Brano proposto
SSA e Noicoop vengono raccontati nel percorso che viene fatto con i soci in fase di progettazione. Una cooperativa di abitanti è formata da persone che hanno un bisogno abitativo e decidono di mettersi insieme per fare la propria casa in un rapporto mutualistico. I vantaggi sono innanzitutto economici perché vi è la pura ripartizione dei costi e non si fanno utili. Il secondo vantaggio è quello di partecipare a tutte le fasi della costruzione e quindi delle varie decisioni tanto che i soci entrano nei consigli di amministrazione delle cooperative e fanno parte di una commissione soci e questo è un modo per partecipare a tutto il percorso.

In molti diranno che di cooperative ne abbiamo sentito parlare e non sempre bene, ma c’è cooperazione e cooperazione, il CCL ha invece una lunga storia ed è promotore di una serie di scelte come il codice etico, l’adesione alla carta dell’Habitat di Confocooperative, ma soprattutto non esiste una cooperativa senza soci, non si avvia una iniziativa se non c’è l’80% dei soci e non si acquistano le aree se non è concluso l’iter autorizzativo e se non c’è il permesso di costruire. In questo modo i soci vengono tutelati senza che si utilizzi prima il loro denaro.

Giuseppe ci spiega che Argelati ha una storia particolare, nasce in un quartiere molto interessante e molto ambito, proprio lì vicino c’è un’altra iniziativa di CCL in Ripa, come anche in via Pichi, è un’area in cui si sta costruendo molto. Argelati, in particolare, è un’iniziativa di edilizia libera con tre edifici, 56 alloggi e 68 box. Si realizzeranno anche delle opere di urbanizzazione molto importanti, la prima su via Argelati addolcendo la curva e rendendo il percorso lineare.

Dati forniti
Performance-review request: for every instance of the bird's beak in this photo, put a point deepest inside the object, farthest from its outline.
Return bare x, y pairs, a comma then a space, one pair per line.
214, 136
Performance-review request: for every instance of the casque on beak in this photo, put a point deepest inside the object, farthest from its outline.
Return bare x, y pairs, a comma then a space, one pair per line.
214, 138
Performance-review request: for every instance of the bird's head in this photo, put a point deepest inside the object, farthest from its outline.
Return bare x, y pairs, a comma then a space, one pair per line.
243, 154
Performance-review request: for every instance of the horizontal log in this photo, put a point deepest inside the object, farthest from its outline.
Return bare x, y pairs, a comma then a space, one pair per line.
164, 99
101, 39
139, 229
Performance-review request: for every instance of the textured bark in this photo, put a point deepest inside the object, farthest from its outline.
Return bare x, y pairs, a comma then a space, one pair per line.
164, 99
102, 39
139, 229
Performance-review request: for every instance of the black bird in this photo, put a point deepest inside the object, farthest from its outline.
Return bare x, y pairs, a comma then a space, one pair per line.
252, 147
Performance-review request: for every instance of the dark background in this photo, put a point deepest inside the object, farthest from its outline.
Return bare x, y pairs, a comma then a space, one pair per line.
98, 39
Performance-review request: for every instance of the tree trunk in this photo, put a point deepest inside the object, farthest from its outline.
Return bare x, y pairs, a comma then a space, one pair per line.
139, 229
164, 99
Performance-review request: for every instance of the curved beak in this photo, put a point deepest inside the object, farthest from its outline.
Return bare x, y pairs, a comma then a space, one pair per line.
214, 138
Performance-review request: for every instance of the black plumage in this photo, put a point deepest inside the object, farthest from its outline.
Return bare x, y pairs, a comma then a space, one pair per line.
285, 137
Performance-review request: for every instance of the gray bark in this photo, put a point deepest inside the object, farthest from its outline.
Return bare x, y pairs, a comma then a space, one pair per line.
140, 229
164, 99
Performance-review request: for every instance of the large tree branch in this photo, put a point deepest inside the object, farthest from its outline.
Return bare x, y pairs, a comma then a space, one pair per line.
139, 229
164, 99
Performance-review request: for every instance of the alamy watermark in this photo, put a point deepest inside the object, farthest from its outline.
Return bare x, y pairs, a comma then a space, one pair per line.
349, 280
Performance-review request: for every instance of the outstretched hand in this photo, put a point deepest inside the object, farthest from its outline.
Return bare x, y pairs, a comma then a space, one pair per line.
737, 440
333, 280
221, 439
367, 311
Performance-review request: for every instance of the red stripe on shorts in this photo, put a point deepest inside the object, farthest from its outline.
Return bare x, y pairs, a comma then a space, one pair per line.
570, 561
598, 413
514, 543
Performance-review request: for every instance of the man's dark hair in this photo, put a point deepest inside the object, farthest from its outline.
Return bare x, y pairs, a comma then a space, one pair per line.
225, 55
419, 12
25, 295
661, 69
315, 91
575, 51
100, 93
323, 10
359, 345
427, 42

Compiti da svolgere
1. Risponda alle seguenti domande sul brano:
(a) Secondo il brano, perché il primo vantaggio di una cooperativa di abitanti è economico?
(b) Quale percentuale di soci deve esserci perché si avvii un'iniziativa?
(c) Quanti edifici, alloggi e box comprende l'iniziativa di Argelati?
2. Trascriva parola per parola il tratto del brano che va da "SSA e Noicoop" fino a "tutto il percorso.".

Risposte ai compiti
1.
(a) Perché vi è la pura ripartizione dei costi e non si fanno utili.
(b) L'80% dei soci.
(c) Tre edifici, 56 alloggi e 68 box.

2.
SSA e Noicoop vengono raccontati nel percorso che viene fatto con i soci in fase di progettazione. Una cooperativa di abitanti è formata da persone che hanno un bisogno abitativo e decidono di mettersi insieme per fare la propria casa in un rapporto mutualistico. I vantaggi sono innanzitutto economici perché vi è la pura ripartizione dei costi e non si fanno utili. Il secondo vantaggio è quello di partecipare a tutte le fasi della costruzione e quindi delle varie decisioni tanto che i soci entrano nei consigli di amministrazione delle cooperative e fanno parte di una commissione soci e questo è un modo per partecipare a tutto il percorso.